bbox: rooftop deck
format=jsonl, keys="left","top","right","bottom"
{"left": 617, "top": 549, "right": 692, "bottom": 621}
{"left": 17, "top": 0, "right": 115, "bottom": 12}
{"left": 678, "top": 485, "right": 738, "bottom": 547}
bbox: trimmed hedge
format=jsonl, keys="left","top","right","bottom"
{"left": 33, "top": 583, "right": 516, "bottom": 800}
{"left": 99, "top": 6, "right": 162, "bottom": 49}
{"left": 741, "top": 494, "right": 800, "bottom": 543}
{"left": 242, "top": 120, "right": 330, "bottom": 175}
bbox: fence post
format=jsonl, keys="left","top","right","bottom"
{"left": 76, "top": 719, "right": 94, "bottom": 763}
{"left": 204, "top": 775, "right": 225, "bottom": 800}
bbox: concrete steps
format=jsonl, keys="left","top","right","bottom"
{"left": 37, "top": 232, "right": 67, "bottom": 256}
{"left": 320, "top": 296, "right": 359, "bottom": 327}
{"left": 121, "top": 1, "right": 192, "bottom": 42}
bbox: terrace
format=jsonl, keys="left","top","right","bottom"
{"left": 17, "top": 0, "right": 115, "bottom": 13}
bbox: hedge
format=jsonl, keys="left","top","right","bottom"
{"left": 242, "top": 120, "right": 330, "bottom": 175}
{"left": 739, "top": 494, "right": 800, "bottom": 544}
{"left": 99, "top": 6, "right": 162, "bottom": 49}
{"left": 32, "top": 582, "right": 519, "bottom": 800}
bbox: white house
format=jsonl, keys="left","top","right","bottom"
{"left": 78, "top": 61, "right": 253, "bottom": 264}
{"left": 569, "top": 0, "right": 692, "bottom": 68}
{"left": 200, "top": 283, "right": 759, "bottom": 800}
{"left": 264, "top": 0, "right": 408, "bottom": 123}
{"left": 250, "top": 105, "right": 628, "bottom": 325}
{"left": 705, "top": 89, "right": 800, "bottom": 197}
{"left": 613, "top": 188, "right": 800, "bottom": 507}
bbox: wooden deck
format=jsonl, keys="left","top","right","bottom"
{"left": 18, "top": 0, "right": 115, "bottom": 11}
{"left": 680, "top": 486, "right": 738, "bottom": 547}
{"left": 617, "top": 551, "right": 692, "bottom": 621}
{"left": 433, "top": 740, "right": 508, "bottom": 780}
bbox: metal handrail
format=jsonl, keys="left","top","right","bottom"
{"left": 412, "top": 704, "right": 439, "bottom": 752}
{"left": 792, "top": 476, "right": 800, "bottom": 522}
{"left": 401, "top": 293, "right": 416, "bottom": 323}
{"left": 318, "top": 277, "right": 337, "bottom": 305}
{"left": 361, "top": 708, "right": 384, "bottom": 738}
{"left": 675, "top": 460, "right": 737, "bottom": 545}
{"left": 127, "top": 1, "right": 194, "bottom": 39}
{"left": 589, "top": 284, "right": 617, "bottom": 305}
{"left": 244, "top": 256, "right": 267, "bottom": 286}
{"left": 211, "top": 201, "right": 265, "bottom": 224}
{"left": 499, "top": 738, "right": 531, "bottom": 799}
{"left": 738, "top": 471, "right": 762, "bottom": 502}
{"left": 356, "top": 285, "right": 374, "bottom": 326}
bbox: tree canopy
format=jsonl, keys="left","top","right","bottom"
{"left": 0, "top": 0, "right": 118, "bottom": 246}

_ _ _ _ _

Prompt> Return the opening line of the data and every line after it through the line containing "bbox: trimmed hedge", please, exactly as written and with nothing added.

Written solution>
bbox: rooftop deck
format=jsonl, keys="left","top","right","bottom"
{"left": 617, "top": 549, "right": 692, "bottom": 621}
{"left": 17, "top": 0, "right": 115, "bottom": 12}
{"left": 678, "top": 485, "right": 738, "bottom": 547}
bbox: trimmed hedge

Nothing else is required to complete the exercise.